EXTRACT TO READ:
§

AFI 2012 Review: Silver Linings Playbook



We’re going to be hearing a lot about Silver Linings Playbook come awards season, and a lot of it will be for the right reasons. There are some awesome performances including but not limited to Jennifer Lawrence and Bradley Cooper, but I bet some of the film’s depth will go unnoticed. Writer/director David O. Russell is being really subversive here, and it works for the mainstream rom-com crowd but man, there’s some interesting stuff going on.

Pat (Bradley Cooper) gets released from a mental facility after an incident with his wife sent him over the edge. He lives with his parents (Robert De Niro and Jackie Weaver) to try to return to normalcy, and meets Tiffany (Jennifer Lawrence), a volatile widow who frankly doesn’t seem like the safest influence for him but if we can’t take our eyes off of her, how can we blame Pat?

The beginning of this movie had the audience laughing like bipolar disorder was some Hugh Grant/Matthew McConaughey gimmick. It is funny in a tragic way, but I know 90% of this audience just saw a good-looking guy misbehaving. I know Pat’s fast talking rants, self-justifications and blurting out of inappropriate comments were not just for our amusement. They are the manifestations of deep psychological trouble. Then Pat loses it for real and everyone got it. Nice one, David O. Russell.

Yes, Pat isn’t cute crazy. He really is bipolar and has really dangerous episodes. In the least intense times, Pat still has delusions about reconnecting with his wife. His family really isn’t a healthy environment either, since his dad is an OCD sports bookie. Even regardless of their enabling, his parents are not equipped to handle their son’s medical condition, but you know most families aren’t and they still have to deal with this, because they can’t afford institutional care, or don’t want to lose their son to an institution.

Then Tiffany comes in and even Pat knows there’s something inappropriate about her blunt advances and volatile mood swings. She and Pat are playing with each other’s fire. The age gap would bother me if Lawrence weren’t so damn good. She may be playing late ‘20s, but probably not. She is just such a powerful presence, who wouldn’t be drawn to her, Hollywood ageism aside?

§

EXERCISE DATA:

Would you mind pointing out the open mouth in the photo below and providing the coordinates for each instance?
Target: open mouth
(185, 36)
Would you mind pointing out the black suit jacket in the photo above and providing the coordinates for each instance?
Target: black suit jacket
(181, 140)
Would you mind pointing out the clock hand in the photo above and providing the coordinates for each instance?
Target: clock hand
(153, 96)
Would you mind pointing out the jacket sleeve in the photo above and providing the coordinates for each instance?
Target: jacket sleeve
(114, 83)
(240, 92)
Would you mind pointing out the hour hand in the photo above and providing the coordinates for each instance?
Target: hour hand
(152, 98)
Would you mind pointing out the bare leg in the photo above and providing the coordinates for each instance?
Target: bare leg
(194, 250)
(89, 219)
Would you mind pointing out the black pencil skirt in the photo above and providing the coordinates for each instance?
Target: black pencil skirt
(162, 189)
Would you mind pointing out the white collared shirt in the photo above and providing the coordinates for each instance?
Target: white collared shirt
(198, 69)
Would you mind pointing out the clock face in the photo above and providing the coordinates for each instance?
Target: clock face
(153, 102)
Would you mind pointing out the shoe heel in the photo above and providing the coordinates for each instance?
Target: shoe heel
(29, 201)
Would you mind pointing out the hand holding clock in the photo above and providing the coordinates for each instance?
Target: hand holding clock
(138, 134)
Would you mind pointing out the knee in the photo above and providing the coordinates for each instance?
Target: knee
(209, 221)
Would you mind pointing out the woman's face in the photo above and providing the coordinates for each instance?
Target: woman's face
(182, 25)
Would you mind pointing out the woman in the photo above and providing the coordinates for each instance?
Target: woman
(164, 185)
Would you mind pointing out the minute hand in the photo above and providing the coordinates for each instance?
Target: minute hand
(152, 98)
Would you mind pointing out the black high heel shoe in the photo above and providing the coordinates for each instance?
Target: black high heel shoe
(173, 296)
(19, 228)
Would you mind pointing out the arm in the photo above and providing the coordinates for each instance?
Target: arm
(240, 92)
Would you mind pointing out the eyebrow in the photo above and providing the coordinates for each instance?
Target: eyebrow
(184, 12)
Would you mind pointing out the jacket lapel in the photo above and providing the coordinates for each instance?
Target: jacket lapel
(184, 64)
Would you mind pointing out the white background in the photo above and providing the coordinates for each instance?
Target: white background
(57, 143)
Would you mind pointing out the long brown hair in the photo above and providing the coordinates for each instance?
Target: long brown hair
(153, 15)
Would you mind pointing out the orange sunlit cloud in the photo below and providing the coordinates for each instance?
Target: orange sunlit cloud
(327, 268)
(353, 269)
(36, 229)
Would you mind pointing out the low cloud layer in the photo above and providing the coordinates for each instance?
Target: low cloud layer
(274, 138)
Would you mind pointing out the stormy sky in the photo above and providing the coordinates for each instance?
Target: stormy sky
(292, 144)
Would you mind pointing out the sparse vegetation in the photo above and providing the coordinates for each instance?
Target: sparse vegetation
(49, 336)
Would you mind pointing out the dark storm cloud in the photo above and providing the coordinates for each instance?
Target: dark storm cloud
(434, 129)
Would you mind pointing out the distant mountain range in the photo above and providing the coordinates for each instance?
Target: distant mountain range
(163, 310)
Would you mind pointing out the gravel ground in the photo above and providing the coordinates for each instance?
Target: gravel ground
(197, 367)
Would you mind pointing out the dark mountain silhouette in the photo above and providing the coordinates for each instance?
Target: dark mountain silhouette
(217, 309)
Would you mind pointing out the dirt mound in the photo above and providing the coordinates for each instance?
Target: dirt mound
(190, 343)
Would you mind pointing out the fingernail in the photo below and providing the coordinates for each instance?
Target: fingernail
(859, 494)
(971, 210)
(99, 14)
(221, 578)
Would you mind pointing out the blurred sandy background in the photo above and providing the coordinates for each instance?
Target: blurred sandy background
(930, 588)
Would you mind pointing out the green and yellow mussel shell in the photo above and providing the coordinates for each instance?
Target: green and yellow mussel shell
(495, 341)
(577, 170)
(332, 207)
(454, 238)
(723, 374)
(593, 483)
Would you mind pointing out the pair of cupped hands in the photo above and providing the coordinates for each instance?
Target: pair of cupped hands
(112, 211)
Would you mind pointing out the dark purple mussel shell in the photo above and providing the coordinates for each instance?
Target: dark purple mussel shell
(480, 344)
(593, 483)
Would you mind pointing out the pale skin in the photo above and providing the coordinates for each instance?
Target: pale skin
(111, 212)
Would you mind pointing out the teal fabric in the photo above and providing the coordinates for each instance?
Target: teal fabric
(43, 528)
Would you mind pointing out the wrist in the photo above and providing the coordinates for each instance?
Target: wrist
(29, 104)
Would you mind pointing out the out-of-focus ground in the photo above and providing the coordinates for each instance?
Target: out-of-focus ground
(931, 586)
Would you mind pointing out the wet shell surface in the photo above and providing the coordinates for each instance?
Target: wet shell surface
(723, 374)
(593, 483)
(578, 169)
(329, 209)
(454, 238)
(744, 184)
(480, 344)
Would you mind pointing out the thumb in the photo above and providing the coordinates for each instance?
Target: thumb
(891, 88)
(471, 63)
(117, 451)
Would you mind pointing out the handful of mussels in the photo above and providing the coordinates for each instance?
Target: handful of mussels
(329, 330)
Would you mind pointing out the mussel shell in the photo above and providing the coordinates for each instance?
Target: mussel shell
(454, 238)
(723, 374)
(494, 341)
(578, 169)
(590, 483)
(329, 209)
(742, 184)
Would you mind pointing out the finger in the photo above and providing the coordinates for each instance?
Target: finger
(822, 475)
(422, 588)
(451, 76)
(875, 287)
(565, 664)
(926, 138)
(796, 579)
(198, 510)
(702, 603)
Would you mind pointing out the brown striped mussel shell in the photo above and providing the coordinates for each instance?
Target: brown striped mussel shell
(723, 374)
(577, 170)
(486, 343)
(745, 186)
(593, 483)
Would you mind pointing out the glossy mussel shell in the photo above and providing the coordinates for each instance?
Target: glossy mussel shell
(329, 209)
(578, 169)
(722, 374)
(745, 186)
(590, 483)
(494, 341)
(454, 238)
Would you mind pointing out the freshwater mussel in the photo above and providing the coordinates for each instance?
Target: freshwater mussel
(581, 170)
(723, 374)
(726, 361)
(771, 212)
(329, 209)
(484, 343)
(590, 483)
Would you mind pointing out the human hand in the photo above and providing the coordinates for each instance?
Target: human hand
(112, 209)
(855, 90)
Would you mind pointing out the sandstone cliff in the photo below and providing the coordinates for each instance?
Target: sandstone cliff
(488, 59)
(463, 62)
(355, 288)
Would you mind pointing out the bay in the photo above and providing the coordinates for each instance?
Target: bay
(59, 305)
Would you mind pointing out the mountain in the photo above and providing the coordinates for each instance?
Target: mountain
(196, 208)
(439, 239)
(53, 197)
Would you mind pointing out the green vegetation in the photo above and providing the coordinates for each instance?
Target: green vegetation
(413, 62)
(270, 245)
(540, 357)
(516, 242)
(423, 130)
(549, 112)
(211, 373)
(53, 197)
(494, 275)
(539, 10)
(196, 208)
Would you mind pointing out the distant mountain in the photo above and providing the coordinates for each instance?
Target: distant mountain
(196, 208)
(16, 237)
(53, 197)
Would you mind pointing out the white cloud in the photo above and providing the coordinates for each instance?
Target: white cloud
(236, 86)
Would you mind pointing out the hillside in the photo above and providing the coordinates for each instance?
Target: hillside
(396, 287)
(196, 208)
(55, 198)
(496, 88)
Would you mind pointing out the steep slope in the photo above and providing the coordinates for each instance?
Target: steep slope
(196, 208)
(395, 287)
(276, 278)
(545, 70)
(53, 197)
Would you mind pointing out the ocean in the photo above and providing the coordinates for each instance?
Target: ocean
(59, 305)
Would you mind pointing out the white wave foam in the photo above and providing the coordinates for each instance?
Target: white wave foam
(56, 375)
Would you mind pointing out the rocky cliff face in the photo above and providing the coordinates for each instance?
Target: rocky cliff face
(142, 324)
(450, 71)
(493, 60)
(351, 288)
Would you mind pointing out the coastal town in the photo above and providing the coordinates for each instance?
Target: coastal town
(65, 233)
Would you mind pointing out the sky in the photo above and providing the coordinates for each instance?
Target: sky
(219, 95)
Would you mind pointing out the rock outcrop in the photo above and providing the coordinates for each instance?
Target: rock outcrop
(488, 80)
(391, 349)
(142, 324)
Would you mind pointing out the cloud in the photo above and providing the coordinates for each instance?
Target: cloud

§

According to the film review, what does Pat's dad do for a living? These rows were taken from a different source than the film review.

ANSWER FOR THIS EXERCISE: He is a sports bookie.